begin Given data
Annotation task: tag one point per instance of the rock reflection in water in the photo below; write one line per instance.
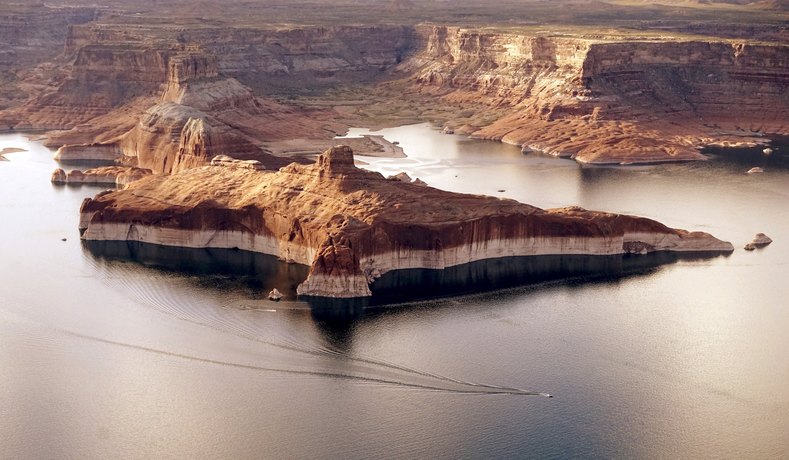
(510, 272)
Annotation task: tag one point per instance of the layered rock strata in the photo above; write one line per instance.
(351, 226)
(605, 99)
(106, 175)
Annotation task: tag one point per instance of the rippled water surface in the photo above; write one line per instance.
(114, 354)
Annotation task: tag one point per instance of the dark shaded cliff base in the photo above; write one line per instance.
(352, 227)
(260, 273)
(167, 86)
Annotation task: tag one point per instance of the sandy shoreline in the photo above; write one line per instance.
(9, 150)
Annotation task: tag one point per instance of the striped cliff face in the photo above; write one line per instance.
(351, 226)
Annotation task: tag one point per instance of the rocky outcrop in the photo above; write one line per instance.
(606, 99)
(105, 175)
(759, 241)
(351, 226)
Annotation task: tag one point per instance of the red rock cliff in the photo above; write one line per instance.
(352, 225)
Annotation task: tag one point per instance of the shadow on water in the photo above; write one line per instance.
(496, 274)
(753, 156)
(258, 274)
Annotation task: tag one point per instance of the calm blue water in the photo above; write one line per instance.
(109, 357)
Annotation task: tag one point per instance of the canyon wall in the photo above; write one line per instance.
(606, 100)
(351, 226)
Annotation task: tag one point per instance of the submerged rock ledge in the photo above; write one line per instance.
(351, 226)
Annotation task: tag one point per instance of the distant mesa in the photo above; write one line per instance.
(351, 226)
(275, 295)
(106, 175)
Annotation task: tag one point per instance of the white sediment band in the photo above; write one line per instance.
(374, 265)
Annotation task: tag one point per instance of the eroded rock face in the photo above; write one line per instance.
(350, 225)
(105, 175)
(607, 100)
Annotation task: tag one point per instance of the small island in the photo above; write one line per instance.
(350, 226)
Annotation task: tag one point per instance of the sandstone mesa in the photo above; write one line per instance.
(351, 226)
(169, 96)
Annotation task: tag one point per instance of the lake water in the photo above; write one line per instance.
(137, 353)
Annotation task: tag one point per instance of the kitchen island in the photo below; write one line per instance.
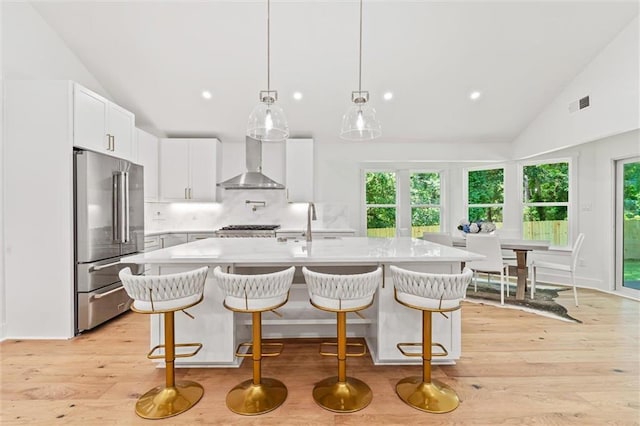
(382, 325)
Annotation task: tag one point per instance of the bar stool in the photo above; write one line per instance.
(256, 294)
(342, 294)
(428, 293)
(166, 294)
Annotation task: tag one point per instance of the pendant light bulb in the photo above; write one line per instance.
(268, 121)
(360, 123)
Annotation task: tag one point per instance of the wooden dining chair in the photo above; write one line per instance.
(489, 246)
(570, 267)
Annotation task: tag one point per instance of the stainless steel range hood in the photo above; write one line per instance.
(253, 177)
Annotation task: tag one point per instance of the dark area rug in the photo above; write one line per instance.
(543, 304)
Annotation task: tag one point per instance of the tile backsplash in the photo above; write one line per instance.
(264, 207)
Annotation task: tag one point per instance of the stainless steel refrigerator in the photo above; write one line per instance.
(109, 224)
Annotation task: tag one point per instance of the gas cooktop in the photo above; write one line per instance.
(250, 228)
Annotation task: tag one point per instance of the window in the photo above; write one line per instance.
(425, 203)
(485, 195)
(545, 202)
(396, 200)
(380, 193)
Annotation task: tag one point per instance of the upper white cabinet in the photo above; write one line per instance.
(148, 156)
(189, 169)
(101, 125)
(273, 160)
(299, 170)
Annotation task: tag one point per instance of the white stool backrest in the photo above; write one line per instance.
(489, 246)
(342, 287)
(432, 286)
(164, 288)
(258, 286)
(443, 238)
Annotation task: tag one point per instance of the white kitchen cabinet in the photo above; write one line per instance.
(102, 126)
(273, 162)
(170, 240)
(299, 170)
(189, 169)
(43, 121)
(148, 156)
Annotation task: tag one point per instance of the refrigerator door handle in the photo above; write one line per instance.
(115, 208)
(108, 265)
(126, 236)
(121, 207)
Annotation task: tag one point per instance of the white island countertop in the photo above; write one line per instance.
(348, 250)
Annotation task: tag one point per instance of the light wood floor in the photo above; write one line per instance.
(516, 368)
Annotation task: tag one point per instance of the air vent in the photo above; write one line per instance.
(581, 103)
(584, 102)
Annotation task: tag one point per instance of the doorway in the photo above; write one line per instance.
(628, 226)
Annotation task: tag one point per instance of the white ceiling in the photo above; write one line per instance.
(155, 58)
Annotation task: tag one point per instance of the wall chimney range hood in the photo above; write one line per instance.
(253, 177)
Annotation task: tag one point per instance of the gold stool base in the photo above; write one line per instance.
(342, 397)
(434, 397)
(162, 402)
(249, 399)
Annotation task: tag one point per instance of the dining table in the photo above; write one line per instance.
(520, 248)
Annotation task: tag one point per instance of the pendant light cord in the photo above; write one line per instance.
(268, 45)
(360, 59)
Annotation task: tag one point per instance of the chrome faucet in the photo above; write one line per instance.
(311, 215)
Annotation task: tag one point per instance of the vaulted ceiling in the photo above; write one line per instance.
(156, 57)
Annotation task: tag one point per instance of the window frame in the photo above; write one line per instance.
(465, 189)
(572, 225)
(403, 204)
(363, 196)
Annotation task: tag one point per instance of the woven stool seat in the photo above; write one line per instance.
(160, 293)
(255, 294)
(429, 293)
(342, 294)
(251, 293)
(165, 294)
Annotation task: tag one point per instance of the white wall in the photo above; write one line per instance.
(2, 180)
(32, 50)
(595, 204)
(612, 82)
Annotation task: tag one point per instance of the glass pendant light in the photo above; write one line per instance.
(267, 121)
(359, 122)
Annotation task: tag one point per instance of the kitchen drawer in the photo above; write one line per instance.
(151, 243)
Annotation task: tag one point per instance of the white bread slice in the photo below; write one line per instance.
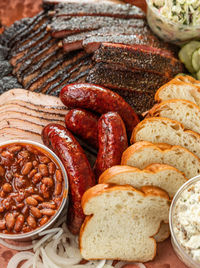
(121, 221)
(164, 130)
(181, 87)
(143, 153)
(166, 177)
(186, 112)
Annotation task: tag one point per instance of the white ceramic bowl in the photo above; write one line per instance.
(180, 251)
(170, 31)
(34, 234)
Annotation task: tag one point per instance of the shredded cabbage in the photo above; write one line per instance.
(186, 12)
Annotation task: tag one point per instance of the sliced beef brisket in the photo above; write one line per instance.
(139, 56)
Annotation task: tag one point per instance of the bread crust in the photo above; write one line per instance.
(152, 119)
(102, 188)
(154, 111)
(151, 169)
(179, 81)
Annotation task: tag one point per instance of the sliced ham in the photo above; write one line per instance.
(32, 98)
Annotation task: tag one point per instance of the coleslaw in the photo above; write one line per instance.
(175, 21)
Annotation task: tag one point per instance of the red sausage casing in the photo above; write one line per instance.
(83, 124)
(112, 142)
(79, 171)
(100, 100)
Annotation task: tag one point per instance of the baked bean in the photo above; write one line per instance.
(2, 171)
(36, 212)
(52, 168)
(19, 223)
(47, 211)
(44, 159)
(31, 222)
(25, 211)
(32, 173)
(2, 224)
(7, 187)
(31, 149)
(14, 149)
(58, 188)
(35, 163)
(7, 154)
(29, 181)
(38, 197)
(2, 194)
(44, 220)
(47, 205)
(23, 154)
(27, 168)
(45, 191)
(59, 175)
(7, 203)
(37, 177)
(47, 181)
(31, 201)
(26, 229)
(20, 197)
(20, 205)
(43, 170)
(10, 221)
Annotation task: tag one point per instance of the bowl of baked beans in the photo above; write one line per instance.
(33, 189)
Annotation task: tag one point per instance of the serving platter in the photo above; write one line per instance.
(11, 11)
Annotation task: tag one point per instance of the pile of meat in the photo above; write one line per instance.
(106, 44)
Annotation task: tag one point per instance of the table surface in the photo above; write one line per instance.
(12, 10)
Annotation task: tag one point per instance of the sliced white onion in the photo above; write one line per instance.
(36, 258)
(5, 244)
(140, 265)
(41, 241)
(47, 262)
(28, 264)
(17, 258)
(51, 253)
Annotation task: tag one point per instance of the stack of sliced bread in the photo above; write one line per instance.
(127, 212)
(175, 120)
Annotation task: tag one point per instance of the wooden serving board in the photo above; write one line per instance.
(11, 11)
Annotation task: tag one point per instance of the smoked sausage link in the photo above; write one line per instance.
(79, 171)
(112, 142)
(83, 124)
(100, 100)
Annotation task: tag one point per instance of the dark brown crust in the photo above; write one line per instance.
(100, 100)
(139, 57)
(112, 142)
(83, 124)
(80, 174)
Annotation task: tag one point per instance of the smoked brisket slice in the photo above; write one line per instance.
(139, 57)
(99, 9)
(37, 21)
(137, 80)
(77, 72)
(63, 26)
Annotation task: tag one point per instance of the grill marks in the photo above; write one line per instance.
(63, 26)
(108, 10)
(40, 63)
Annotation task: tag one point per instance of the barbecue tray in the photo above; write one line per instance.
(11, 11)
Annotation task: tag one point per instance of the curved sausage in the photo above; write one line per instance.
(83, 124)
(79, 171)
(112, 142)
(100, 100)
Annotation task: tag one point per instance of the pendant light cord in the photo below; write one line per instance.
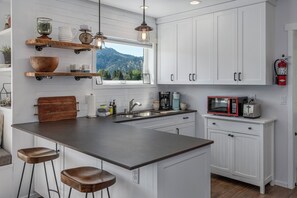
end Given data
» **Task description**:
Count the lines of the listing above that contain the string "sliced", treating uppercase and lowercase as different. Reply with the number alone.

» **Solution to this problem**:
4